D6.1 Report on the description of algorithms for longterm timetabling, short-term timetabling and rolling stock planning

This deliverable describes the main developments carried out in WP6, with focus on models and algorithms to improve long-term and short-term timetabling of the railway network. The activities in WP6 aim at increasing infrastructure and transport utilisation capacity through optimised and robust timetables, synchronized with rolling stock planning. These objectives have been targeted through:

1. The development of advanced algorithms for the generation and adjustment of timetables and rolling stock planning, which will be further developed and completed in WP7
2. The definition a suitable family of use cases, which will be demonstrated in WP
3. The implementation of specific technical enablers.

§ DATA PROVIDED:
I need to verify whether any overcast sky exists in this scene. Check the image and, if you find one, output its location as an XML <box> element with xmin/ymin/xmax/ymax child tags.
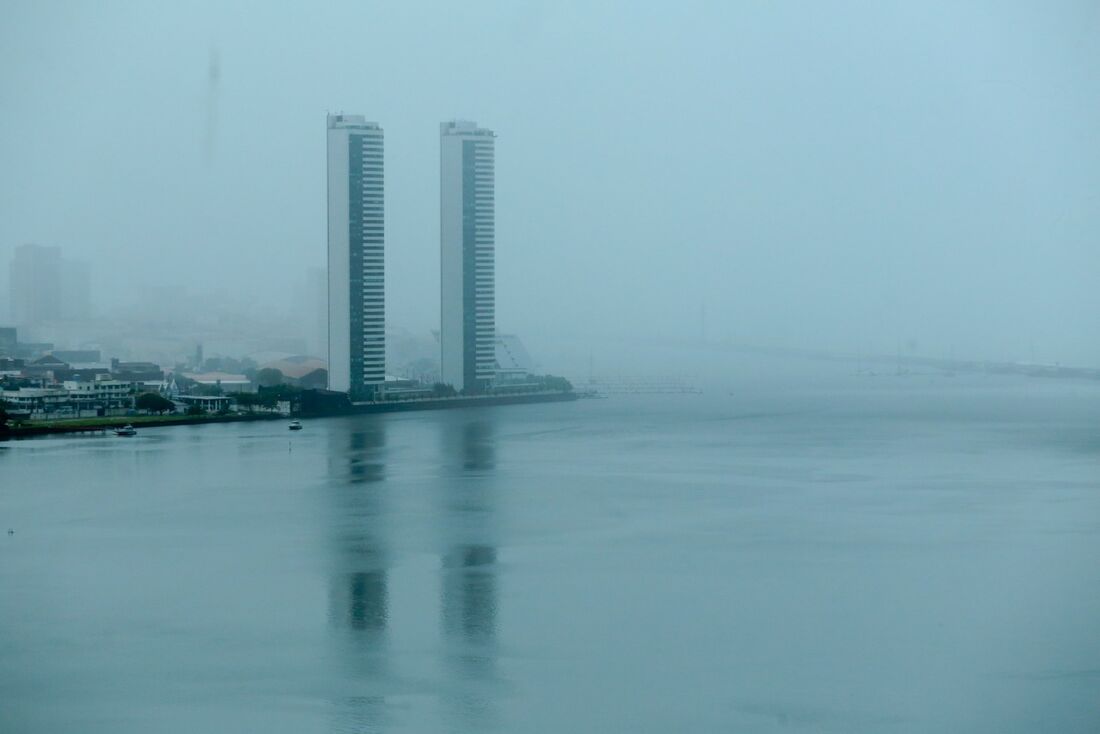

§ EXERCISE SET:
**1.** Write out the part of the WP6 deliverable report that opens with the words containing "1. The development" and closes with "specific technical enablers.", swapping "technical enablers" for "technical components".
**2.** Answer these questions from the WP6 deliverable report.
(a) According to the title, which three areas do the algorithms described cover?
(b) What do the activities in WP6 aim to increase?
(c) In which work package will the advanced algorithms be further developed and completed?
The data were taken from a source other than the WP6 deliverable report.

§ SOLUTIONS TO THE TASKS:
**1.**
1. The development of advanced algorithms for the generation and adjustment of timetables and rolling stock planning, which will be further developed and completed in WP7
2. The definition a suitable family of use cases, which will be demonstrated in WP
3. The implementation of specific technical components.

**2.**
(a) Long-term timetabling, short-term timetabling and rolling stock planning.
(b) Infrastructure and transport utilisation capacity.
(c) WP7.